### Task goal
Find every line in the listing below that contains the word "order" and copy each of those lines in full.

═════ Stored data

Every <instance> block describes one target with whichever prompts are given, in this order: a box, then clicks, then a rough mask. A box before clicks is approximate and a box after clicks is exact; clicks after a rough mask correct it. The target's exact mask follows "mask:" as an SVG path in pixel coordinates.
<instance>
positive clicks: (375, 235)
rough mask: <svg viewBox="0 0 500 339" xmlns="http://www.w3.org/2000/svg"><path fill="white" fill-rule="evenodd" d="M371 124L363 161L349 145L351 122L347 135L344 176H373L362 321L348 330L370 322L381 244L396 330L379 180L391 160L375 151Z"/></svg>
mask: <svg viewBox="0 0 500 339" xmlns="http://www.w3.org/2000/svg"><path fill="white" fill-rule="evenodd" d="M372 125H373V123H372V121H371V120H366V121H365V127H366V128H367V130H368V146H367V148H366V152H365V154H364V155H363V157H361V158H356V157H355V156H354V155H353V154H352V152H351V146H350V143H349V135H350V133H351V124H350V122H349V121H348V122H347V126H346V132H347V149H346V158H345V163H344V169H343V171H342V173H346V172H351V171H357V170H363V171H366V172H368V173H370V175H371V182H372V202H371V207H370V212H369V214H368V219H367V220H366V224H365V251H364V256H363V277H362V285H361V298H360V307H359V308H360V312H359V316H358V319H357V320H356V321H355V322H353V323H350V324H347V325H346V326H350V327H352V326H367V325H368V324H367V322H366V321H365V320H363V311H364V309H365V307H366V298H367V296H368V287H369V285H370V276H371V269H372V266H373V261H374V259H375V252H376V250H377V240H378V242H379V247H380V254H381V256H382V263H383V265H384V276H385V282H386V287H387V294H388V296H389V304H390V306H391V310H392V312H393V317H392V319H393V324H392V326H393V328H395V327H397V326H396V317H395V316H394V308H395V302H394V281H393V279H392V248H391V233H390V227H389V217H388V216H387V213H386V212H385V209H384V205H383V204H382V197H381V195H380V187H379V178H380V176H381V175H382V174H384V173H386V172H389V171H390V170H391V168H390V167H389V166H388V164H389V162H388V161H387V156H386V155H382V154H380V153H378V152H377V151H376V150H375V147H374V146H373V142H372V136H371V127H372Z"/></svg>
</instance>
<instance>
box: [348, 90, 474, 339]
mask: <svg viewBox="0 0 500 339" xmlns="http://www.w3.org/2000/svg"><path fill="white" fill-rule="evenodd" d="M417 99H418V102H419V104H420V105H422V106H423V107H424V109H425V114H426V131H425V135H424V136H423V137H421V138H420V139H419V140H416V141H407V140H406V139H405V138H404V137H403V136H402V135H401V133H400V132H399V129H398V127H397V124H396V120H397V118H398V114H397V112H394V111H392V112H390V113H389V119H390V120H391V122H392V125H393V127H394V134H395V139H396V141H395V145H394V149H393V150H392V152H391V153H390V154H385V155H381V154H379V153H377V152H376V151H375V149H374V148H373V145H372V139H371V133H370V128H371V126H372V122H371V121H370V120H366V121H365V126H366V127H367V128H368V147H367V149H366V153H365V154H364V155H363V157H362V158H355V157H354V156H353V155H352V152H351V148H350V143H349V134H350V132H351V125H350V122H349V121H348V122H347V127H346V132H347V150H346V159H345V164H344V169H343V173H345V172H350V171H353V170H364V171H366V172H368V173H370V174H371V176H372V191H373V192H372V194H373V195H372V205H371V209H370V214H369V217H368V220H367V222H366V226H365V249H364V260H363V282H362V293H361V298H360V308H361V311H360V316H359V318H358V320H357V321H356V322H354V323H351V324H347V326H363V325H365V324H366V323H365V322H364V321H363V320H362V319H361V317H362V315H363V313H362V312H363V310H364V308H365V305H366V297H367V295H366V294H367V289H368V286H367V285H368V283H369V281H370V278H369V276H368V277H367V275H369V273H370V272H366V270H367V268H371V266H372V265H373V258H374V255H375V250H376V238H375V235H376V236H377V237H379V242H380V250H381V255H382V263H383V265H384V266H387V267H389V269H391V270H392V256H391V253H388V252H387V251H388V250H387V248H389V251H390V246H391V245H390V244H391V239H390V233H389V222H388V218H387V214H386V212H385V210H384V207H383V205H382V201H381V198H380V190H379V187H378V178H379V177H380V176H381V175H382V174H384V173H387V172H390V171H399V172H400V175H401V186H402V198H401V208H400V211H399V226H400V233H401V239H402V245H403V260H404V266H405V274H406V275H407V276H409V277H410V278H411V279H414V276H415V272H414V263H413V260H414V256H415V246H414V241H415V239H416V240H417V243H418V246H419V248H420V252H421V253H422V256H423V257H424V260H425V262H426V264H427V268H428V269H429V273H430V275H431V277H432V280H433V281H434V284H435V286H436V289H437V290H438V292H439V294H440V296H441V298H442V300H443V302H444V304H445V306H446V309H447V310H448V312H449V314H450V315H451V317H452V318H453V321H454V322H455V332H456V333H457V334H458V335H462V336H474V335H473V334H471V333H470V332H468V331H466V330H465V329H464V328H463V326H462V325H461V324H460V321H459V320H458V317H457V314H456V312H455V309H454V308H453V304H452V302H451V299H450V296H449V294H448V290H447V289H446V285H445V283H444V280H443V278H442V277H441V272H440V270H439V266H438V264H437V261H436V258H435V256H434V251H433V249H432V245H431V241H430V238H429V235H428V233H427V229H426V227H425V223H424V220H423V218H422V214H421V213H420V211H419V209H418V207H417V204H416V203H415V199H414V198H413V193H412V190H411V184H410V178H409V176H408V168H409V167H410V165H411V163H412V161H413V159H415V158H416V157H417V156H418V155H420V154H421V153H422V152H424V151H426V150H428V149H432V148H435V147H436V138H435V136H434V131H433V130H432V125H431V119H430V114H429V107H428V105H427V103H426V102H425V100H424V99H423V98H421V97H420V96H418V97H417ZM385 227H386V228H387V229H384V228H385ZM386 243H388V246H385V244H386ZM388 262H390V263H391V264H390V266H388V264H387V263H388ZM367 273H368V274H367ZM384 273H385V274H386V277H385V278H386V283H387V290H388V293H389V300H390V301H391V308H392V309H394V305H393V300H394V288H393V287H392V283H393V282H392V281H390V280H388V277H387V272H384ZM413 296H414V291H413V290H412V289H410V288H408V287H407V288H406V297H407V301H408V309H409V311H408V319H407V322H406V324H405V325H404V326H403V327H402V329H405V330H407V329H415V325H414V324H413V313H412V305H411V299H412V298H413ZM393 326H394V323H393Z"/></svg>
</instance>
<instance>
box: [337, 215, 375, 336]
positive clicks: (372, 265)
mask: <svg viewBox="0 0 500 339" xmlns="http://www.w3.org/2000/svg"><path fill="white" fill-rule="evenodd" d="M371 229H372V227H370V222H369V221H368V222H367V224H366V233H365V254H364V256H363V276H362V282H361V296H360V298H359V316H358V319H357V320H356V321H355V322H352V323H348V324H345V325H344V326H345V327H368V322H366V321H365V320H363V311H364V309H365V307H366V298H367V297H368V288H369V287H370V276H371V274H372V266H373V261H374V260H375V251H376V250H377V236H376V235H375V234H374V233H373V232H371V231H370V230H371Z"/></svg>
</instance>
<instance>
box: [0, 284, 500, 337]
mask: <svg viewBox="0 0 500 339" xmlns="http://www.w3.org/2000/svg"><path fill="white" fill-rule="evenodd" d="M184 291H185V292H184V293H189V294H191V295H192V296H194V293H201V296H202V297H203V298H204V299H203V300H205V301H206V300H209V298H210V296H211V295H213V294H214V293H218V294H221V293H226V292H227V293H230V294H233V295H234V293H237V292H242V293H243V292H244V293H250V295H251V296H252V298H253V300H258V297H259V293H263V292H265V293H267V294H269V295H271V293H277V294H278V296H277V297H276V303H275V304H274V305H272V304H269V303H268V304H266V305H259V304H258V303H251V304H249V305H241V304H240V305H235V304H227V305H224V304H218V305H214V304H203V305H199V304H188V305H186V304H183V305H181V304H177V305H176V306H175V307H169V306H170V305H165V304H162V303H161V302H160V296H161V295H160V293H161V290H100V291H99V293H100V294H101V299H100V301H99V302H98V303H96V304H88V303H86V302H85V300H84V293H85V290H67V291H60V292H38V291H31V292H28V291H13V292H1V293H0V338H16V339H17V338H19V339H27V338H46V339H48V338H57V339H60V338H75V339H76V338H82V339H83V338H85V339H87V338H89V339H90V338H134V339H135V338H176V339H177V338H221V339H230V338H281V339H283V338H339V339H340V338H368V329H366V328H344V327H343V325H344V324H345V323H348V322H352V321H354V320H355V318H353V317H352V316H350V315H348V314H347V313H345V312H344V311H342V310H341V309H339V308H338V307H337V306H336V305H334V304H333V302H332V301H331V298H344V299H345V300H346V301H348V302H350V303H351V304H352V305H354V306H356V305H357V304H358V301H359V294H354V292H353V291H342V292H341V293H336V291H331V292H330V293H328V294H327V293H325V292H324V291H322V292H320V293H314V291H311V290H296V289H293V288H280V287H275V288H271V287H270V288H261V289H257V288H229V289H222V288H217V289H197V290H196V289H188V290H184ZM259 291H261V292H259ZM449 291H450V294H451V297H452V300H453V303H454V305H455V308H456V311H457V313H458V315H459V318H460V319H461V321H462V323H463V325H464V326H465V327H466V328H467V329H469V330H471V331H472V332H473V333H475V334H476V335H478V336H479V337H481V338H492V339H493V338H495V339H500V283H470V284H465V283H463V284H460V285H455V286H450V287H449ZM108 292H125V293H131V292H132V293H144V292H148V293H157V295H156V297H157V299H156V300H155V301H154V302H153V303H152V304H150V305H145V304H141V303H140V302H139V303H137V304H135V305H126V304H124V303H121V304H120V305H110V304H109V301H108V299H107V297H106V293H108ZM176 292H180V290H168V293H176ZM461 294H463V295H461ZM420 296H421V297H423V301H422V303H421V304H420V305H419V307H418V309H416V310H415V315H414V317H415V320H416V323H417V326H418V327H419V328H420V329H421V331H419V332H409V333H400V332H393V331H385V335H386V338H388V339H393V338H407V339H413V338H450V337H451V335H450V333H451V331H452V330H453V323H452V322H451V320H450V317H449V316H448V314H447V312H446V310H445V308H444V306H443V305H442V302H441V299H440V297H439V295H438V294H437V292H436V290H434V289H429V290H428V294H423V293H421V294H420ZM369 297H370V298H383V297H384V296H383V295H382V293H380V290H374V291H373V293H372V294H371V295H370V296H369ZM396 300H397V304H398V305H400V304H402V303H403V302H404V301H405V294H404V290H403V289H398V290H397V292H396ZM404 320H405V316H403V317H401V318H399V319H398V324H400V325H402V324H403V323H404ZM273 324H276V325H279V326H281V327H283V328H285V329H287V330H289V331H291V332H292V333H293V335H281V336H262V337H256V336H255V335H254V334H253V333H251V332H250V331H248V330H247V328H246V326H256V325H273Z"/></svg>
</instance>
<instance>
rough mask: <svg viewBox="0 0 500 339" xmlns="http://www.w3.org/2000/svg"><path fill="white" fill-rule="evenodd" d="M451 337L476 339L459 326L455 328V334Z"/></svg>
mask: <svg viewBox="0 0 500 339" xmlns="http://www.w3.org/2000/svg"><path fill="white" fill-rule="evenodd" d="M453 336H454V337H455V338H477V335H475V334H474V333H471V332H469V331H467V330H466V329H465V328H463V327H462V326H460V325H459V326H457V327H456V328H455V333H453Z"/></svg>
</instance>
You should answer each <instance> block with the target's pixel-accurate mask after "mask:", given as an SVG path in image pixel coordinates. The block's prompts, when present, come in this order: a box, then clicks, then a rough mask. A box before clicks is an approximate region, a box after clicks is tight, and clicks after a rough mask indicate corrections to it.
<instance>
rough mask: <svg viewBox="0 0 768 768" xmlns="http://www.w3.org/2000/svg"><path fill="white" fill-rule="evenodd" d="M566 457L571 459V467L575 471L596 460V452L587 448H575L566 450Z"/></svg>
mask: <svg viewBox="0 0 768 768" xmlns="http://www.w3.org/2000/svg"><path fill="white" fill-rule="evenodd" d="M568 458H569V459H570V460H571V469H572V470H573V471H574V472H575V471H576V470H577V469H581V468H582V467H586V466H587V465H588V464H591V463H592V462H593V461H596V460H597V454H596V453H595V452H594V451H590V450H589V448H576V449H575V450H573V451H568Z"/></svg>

══════════

### The completed task
Every <instance> block describes one target with whichever prompts are given, in this order: a box, then clicks, then a rough mask. A box before clicks is approximate and a box after clicks is exact; clicks after a rough mask correct it. The target's exact mask follows "mask:" as an SVG path in pixel coordinates.
You should answer each <instance> block with the target's pixel-accurate mask after "mask:", given as an SVG path in image pixel coordinates. The block's prompts, when present, come in this order: a box, then clicks, then a rough mask. A box before clicks is an approximate region, a box after clicks is tight, and clicks after a rough mask indicate corrections to it.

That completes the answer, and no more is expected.